Items from a dataset
########

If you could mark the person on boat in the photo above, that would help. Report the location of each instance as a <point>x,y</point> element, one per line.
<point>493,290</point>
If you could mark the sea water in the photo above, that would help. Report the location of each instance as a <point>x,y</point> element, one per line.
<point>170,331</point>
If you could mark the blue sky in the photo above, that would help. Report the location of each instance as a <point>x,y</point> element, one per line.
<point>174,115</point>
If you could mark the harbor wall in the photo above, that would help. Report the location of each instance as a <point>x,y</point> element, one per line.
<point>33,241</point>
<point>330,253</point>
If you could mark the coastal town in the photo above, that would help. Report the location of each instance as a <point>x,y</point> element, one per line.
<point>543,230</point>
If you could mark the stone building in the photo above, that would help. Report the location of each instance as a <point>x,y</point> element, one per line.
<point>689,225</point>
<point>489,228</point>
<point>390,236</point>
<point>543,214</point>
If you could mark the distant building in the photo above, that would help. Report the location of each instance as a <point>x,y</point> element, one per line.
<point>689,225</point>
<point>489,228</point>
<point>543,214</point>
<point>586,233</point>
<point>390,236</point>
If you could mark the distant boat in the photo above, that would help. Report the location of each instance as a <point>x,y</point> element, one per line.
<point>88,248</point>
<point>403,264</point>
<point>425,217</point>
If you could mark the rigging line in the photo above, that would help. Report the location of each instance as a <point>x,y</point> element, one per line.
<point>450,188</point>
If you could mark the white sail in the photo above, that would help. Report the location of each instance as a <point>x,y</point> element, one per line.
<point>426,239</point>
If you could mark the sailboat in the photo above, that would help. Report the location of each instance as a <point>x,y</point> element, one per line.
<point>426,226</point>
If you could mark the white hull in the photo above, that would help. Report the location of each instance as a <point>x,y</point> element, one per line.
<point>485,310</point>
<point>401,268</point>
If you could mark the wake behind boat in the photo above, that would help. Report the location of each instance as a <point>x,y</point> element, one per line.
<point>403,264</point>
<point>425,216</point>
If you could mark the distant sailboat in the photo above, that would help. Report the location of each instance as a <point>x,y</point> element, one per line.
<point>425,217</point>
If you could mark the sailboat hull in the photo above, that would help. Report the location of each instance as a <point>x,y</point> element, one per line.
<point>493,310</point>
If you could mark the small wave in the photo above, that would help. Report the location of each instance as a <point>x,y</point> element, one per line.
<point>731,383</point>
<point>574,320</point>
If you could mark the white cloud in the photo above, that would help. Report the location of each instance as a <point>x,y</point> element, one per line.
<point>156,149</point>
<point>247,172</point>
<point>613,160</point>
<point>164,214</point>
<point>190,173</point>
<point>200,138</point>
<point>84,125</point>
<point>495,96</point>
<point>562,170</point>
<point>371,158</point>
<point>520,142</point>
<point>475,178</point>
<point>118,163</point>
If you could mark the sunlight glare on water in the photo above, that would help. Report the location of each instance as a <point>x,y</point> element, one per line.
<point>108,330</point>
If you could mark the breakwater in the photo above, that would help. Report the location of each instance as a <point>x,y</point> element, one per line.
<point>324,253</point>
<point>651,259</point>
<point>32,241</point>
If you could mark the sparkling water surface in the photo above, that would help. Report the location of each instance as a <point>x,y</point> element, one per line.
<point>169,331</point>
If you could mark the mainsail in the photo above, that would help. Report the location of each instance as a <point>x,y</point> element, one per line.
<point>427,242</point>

########

> _EXERCISE GOAL_: Copy out every record again, letter for letter.

> _EXERCISE ANSWER_:
If you could mark the person on boat in the photo above, that would help. Report the location of each instance as a <point>x,y</point> element, one per line.
<point>493,290</point>
If you could mark the sea water in the photo above, that would help. Report the location of each instance as a <point>x,y</point> element, one per line.
<point>170,331</point>
If you could mark the blue sky in the photo above, that would help. Report the location of each instance as a <point>x,y</point> element, one per line.
<point>174,115</point>
If you could mark the harbor wall in the photo above, that would help. Report the location of each instance as a <point>x,y</point> element, one per line.
<point>33,241</point>
<point>330,253</point>
If you could mark the coastal town in the photo above, that would help. Report the location of each instance as a <point>x,y</point> element, one per line.
<point>543,230</point>
If you could mark the stone building in the photo above, that would help. Report the location of each instance as a <point>x,y</point> element, one per line.
<point>689,225</point>
<point>489,228</point>
<point>390,236</point>
<point>543,214</point>
If you could mark the distant building in the photo above, that would help. Report the location of each instance as a <point>x,y</point> element, one per line.
<point>689,225</point>
<point>489,228</point>
<point>543,214</point>
<point>586,233</point>
<point>390,236</point>
If you could mark the distant boat in the photo above, that would help. Report the location of each instance as a <point>x,y</point> element, one per line.
<point>88,248</point>
<point>403,264</point>
<point>425,217</point>
If you could mark the rigging line in the photo above, that would help. Report the location of each instance as a <point>x,y</point> element, one per line.
<point>450,188</point>
If you could mark the white sail in the photo above, that would help. Report the location of each instance as a <point>x,y</point> element, one per line.
<point>426,239</point>
If you could mark the sailboat in the photo above, that would help. Report the location of each instance as a <point>x,y</point> element, one per line.
<point>426,226</point>
If you could mark the white hull in the photo above, that would help. Report the location of each instance as a <point>x,y</point> element, one per line.
<point>485,310</point>
<point>401,268</point>
If you could mark the wake behind boat in the photo above, that would help. Report the location of each instance as a <point>x,y</point> element, one per line.
<point>403,264</point>
<point>425,216</point>
If you could mark the distant sailboat in the photo above, that would help. Report the location of each instance as a <point>x,y</point> element, one per line.
<point>425,217</point>
If you could mark the sailboat hull in the photo above, that would help. Report the location of each instance as a <point>x,y</point> element, one per line.
<point>493,310</point>
If you could mark the small wave in the photo above, that would help. Report the location of each instance as a <point>x,y</point> element, one per line.
<point>731,383</point>
<point>574,320</point>
If you could mark the white cloud in the photo above, that would help. Report the location of each instance as a <point>x,y</point> element, one per line.
<point>156,149</point>
<point>247,172</point>
<point>613,160</point>
<point>164,214</point>
<point>190,173</point>
<point>200,138</point>
<point>84,125</point>
<point>495,96</point>
<point>562,170</point>
<point>371,158</point>
<point>520,142</point>
<point>475,178</point>
<point>118,163</point>
If you could mark the sunlight glare on water in the photo above, that would help. Report the location of each instance as a <point>x,y</point> element, one per line.
<point>108,330</point>
If you could mark the breakwater in the photo above, that would help. Report the location of each instance as a <point>x,y</point> element, one per line.
<point>324,253</point>
<point>651,259</point>
<point>32,241</point>
If you could mark the sparkling water surface in the photo above, that would help. Report the location of each instance as a <point>x,y</point> element, one per line.
<point>169,331</point>
If you could mark the mainsail in the photo above, that would help. Report the location of each instance as a <point>x,y</point> element, one per line.
<point>427,242</point>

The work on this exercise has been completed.